◆ Written instruction
Please count how many lines below contain the string "slab", treating uppercase and lowercase as different. Reply with the number alone.

(Location identification items)
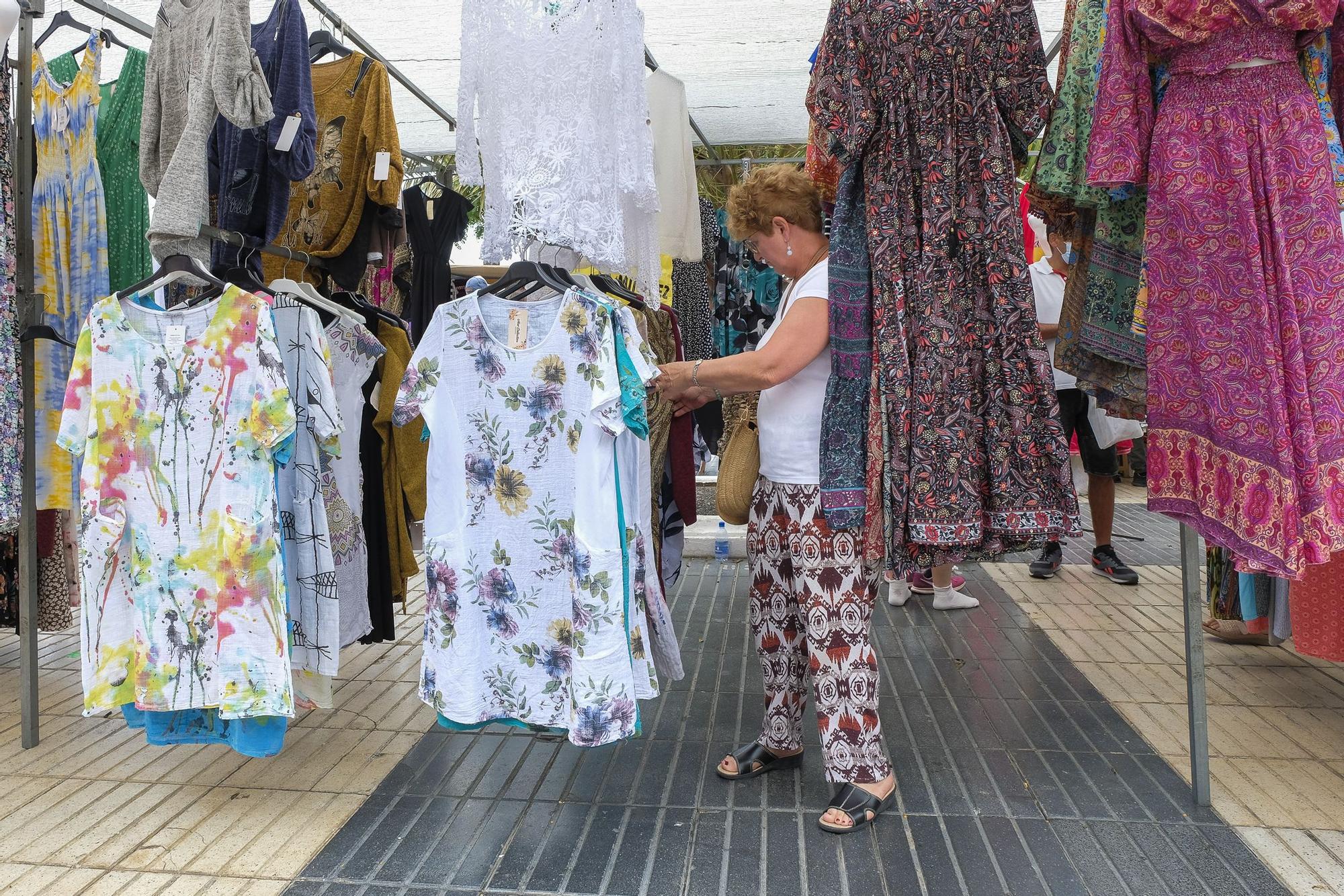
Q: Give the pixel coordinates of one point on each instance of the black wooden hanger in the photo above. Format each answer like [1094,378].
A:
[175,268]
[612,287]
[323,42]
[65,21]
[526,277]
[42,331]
...
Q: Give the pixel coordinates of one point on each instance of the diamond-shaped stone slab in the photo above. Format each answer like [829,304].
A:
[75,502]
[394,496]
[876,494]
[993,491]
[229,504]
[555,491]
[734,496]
--
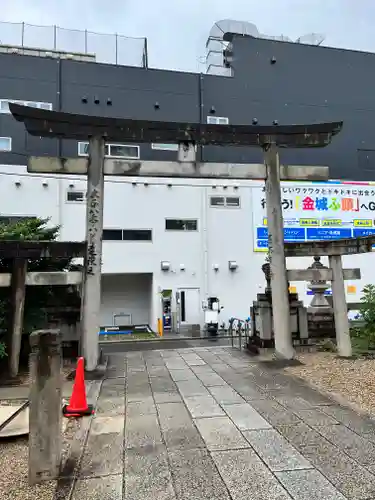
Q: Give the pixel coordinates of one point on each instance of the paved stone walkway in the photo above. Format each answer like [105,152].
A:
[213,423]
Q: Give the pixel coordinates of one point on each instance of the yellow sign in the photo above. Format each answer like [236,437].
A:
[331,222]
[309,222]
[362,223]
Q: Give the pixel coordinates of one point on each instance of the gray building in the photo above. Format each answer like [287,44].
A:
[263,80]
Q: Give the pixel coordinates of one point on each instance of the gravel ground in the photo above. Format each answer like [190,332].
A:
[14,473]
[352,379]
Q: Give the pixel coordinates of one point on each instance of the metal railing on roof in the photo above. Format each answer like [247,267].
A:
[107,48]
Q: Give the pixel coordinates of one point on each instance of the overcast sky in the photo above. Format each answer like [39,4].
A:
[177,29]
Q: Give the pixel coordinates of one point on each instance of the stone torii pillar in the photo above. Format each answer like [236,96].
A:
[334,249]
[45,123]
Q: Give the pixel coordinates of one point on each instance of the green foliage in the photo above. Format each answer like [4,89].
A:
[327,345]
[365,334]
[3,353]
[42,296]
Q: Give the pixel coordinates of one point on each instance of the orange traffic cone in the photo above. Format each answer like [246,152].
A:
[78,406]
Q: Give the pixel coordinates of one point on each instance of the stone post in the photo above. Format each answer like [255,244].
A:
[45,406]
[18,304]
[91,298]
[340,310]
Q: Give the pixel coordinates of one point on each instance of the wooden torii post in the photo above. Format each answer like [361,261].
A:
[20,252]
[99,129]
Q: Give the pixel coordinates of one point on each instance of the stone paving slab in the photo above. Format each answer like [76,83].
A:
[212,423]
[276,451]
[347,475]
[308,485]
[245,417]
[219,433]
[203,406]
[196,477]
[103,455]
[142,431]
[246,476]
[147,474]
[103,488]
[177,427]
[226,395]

◆ Answer to the problem
2